**Set problem:** Reproduce the entries below with every occurrence of "one point per matching instance" replaced by "a single point for each matching instance", leaving all other text unchanged.

--- START OF Record extracts ---

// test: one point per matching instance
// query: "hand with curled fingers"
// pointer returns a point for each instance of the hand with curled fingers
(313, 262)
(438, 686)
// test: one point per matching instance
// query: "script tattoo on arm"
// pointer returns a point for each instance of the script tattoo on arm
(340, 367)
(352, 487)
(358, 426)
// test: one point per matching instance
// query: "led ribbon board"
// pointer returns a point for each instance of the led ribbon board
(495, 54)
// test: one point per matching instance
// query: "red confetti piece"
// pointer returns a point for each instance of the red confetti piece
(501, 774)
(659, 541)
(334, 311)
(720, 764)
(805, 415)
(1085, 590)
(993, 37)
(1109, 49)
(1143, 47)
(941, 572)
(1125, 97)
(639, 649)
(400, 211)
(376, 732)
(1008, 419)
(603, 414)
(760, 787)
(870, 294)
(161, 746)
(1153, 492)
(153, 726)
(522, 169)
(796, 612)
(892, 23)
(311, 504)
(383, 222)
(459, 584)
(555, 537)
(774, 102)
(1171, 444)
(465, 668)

--- END OF Record extracts ---

**Solution to this exercise:**
// test: a single point for each matching instance
// query: "hand with curled fingers"
// pointer returns a point for each instance of the hand with curled fingers
(313, 262)
(438, 686)
// test: a single point for each matching instance
// query: "script tattoo on arm"
// pointer returns a point for each instance of the script tattoo on arm
(340, 367)
(352, 487)
(358, 426)
// test: a single point for each matching instance
// query: "led ribbon board"
// pointer returns a point for each instance of the led ribbon board
(495, 54)
// test: a single point for each matching instance
// query: "red confetti piece"
// pointer returns a point for each instance of the red confetti piece
(501, 774)
(659, 541)
(334, 311)
(720, 764)
(805, 415)
(1085, 590)
(993, 37)
(1109, 49)
(1143, 47)
(941, 572)
(1125, 97)
(639, 649)
(400, 211)
(376, 732)
(1008, 419)
(603, 414)
(760, 787)
(870, 294)
(161, 746)
(1153, 492)
(153, 726)
(522, 169)
(796, 612)
(892, 23)
(311, 504)
(383, 222)
(459, 584)
(555, 537)
(774, 102)
(1171, 444)
(465, 668)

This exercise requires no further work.